What the task requires: Give the listing again character for character, but drop the images.

Material for this task:
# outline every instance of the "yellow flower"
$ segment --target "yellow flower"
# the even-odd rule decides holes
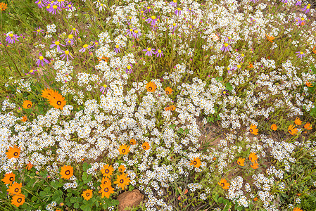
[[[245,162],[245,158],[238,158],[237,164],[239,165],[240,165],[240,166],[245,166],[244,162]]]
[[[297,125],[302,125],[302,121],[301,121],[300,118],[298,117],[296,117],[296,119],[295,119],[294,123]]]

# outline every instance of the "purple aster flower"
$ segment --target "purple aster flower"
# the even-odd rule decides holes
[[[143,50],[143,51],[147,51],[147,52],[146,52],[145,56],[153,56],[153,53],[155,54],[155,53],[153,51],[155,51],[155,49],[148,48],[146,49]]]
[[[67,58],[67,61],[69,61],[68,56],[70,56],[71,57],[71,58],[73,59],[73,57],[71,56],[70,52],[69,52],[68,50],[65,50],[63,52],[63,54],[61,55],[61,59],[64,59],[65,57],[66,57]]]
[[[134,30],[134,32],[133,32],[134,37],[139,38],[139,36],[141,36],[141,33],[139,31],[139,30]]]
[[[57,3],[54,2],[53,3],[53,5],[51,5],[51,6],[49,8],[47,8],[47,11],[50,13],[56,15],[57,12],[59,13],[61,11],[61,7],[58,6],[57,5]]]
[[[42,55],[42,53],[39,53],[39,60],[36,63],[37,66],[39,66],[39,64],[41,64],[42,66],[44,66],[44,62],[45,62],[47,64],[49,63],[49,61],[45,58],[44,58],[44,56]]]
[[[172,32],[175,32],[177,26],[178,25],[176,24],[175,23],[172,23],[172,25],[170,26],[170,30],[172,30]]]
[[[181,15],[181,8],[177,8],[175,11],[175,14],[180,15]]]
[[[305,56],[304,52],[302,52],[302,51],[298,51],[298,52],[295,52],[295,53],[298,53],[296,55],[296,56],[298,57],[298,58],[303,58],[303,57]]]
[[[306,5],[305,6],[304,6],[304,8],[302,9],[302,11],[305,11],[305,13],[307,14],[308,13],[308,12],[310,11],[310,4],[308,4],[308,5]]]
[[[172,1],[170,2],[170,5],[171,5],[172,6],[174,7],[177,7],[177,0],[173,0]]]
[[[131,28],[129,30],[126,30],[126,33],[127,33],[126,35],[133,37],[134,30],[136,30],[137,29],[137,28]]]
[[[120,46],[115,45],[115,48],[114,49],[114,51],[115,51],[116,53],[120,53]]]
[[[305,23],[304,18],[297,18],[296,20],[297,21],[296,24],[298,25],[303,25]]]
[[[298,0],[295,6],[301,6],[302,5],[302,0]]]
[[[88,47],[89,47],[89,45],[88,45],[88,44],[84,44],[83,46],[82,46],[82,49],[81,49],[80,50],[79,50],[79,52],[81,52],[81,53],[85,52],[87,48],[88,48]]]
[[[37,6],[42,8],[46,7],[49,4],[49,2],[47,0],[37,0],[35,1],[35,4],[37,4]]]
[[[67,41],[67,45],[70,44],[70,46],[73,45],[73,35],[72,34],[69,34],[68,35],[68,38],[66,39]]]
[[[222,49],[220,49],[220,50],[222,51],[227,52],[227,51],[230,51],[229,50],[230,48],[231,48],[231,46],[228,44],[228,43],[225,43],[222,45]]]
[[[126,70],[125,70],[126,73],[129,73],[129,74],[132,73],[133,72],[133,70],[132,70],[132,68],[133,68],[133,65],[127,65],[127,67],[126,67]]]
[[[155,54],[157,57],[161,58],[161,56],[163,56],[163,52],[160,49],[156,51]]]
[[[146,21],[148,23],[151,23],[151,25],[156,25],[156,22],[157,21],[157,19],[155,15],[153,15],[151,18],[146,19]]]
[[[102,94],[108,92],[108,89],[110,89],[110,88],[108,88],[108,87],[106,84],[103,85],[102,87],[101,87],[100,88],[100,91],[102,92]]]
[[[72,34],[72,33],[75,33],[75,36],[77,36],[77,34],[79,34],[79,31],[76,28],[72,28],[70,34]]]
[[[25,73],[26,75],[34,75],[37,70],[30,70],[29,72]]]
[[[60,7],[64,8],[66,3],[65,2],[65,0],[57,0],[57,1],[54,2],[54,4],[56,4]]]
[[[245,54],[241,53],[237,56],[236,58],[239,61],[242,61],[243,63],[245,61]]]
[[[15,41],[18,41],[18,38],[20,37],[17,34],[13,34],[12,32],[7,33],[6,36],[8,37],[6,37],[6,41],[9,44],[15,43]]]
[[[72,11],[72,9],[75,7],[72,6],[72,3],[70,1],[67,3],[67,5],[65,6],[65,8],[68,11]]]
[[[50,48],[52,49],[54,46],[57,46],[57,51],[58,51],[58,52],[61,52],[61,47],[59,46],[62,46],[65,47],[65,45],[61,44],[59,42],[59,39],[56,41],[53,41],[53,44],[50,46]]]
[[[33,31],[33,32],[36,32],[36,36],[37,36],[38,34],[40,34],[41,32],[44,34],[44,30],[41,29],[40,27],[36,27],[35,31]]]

Solution to the exercise:
# outline every instance of the "yellow flower"
$ segment --target "yellow flower"
# the even-odd rule decides holes
[[[245,162],[245,158],[238,158],[237,164],[239,165],[240,165],[240,166],[245,166],[244,162]]]
[[[297,125],[302,125],[302,121],[301,121],[300,118],[298,117],[296,117],[296,119],[295,119],[294,123]]]

# outline every instance of the "purple aster flower"
$ segment --target "purple aster flower"
# the even-odd rule decides holes
[[[143,50],[143,51],[147,51],[147,52],[146,52],[145,56],[153,56],[153,53],[155,54],[155,53],[153,51],[155,51],[155,49],[148,48],[146,49]]]
[[[67,58],[67,61],[69,61],[68,56],[70,56],[71,57],[71,58],[73,59],[73,57],[71,56],[70,52],[69,52],[68,50],[65,50],[63,52],[63,54],[61,55],[61,59],[64,59],[65,57],[66,57]]]
[[[134,30],[134,32],[133,32],[134,37],[139,38],[139,36],[141,36],[141,33],[139,31],[139,30]]]
[[[57,3],[54,2],[53,3],[53,5],[51,5],[51,6],[49,8],[47,8],[47,11],[50,13],[56,15],[57,12],[59,13],[61,11],[61,7],[58,6],[57,5]]]
[[[42,55],[42,53],[39,53],[39,60],[36,63],[37,66],[39,66],[39,64],[41,64],[42,66],[44,66],[44,62],[45,62],[47,64],[49,63],[49,61],[45,58],[44,58],[44,56]]]
[[[172,32],[175,32],[177,26],[178,25],[176,24],[175,23],[172,23],[172,25],[170,26],[170,30],[172,30]]]
[[[181,15],[181,8],[177,8],[175,11],[175,14],[180,15]]]
[[[305,56],[304,52],[302,52],[302,51],[298,51],[298,52],[295,52],[295,53],[298,53],[296,55],[296,56],[298,57],[298,58],[303,58],[303,57]]]
[[[306,5],[305,6],[304,6],[304,8],[302,9],[302,11],[305,11],[305,13],[307,14],[308,13],[308,12],[310,11],[310,4],[308,4],[308,5]]]
[[[172,1],[170,2],[170,5],[171,5],[172,6],[174,7],[177,7],[177,0],[173,0]]]
[[[131,28],[129,30],[126,30],[126,33],[127,33],[126,35],[133,37],[134,30],[136,30],[137,29],[137,28]]]
[[[120,46],[115,45],[115,48],[114,49],[114,51],[115,51],[116,53],[120,53]]]
[[[305,23],[304,18],[297,18],[296,20],[297,21],[296,24],[298,25],[303,25]]]
[[[298,0],[295,6],[301,6],[302,5],[302,0]]]
[[[88,47],[89,47],[89,45],[88,45],[88,44],[84,44],[83,46],[82,46],[82,49],[81,49],[80,50],[79,50],[79,52],[81,52],[81,53],[85,52],[87,48],[88,48]]]
[[[37,6],[42,8],[46,7],[49,4],[49,2],[47,0],[37,0],[35,1],[35,4],[37,4]]]
[[[67,41],[67,45],[70,44],[70,46],[73,45],[73,35],[72,34],[69,34],[68,35],[68,38],[66,39]]]
[[[222,49],[220,49],[220,50],[222,51],[227,52],[227,51],[230,51],[229,50],[230,48],[231,48],[231,46],[228,44],[228,43],[225,43],[222,45]]]
[[[126,70],[125,70],[126,73],[129,73],[129,74],[132,73],[133,72],[133,70],[132,70],[132,68],[133,68],[133,65],[127,65],[127,67],[126,67]]]
[[[155,54],[157,57],[161,58],[161,56],[163,56],[163,52],[160,49],[156,51]]]
[[[146,21],[148,23],[151,23],[151,25],[156,25],[156,22],[157,21],[157,19],[155,15],[153,15],[151,18],[146,19]]]
[[[102,94],[108,92],[108,89],[110,89],[110,88],[108,88],[108,87],[106,84],[103,85],[102,87],[101,87],[100,88],[100,91],[102,92]]]
[[[72,34],[72,33],[75,33],[75,36],[77,36],[77,34],[79,34],[79,31],[76,28],[72,28],[70,34]]]
[[[25,73],[26,75],[34,75],[37,70],[30,70],[29,72]]]
[[[60,7],[64,8],[66,3],[65,2],[65,0],[57,0],[57,1],[54,2],[54,4],[56,4]]]
[[[245,54],[241,53],[237,56],[236,58],[239,61],[242,61],[243,63],[245,61]]]
[[[15,41],[18,41],[18,38],[20,37],[17,34],[13,34],[12,32],[7,33],[6,36],[8,37],[6,37],[6,41],[9,44],[15,43]]]
[[[72,11],[72,9],[75,7],[72,6],[72,3],[70,1],[67,3],[67,5],[65,6],[65,8],[68,11]]]
[[[50,48],[52,49],[54,46],[57,46],[57,51],[58,51],[58,52],[61,52],[61,47],[59,46],[62,46],[65,47],[65,45],[61,44],[59,42],[59,39],[56,41],[53,41],[53,44],[50,46]]]
[[[33,31],[33,32],[36,32],[36,36],[37,36],[38,34],[40,34],[41,32],[44,34],[44,30],[41,29],[40,27],[36,27],[35,31]]]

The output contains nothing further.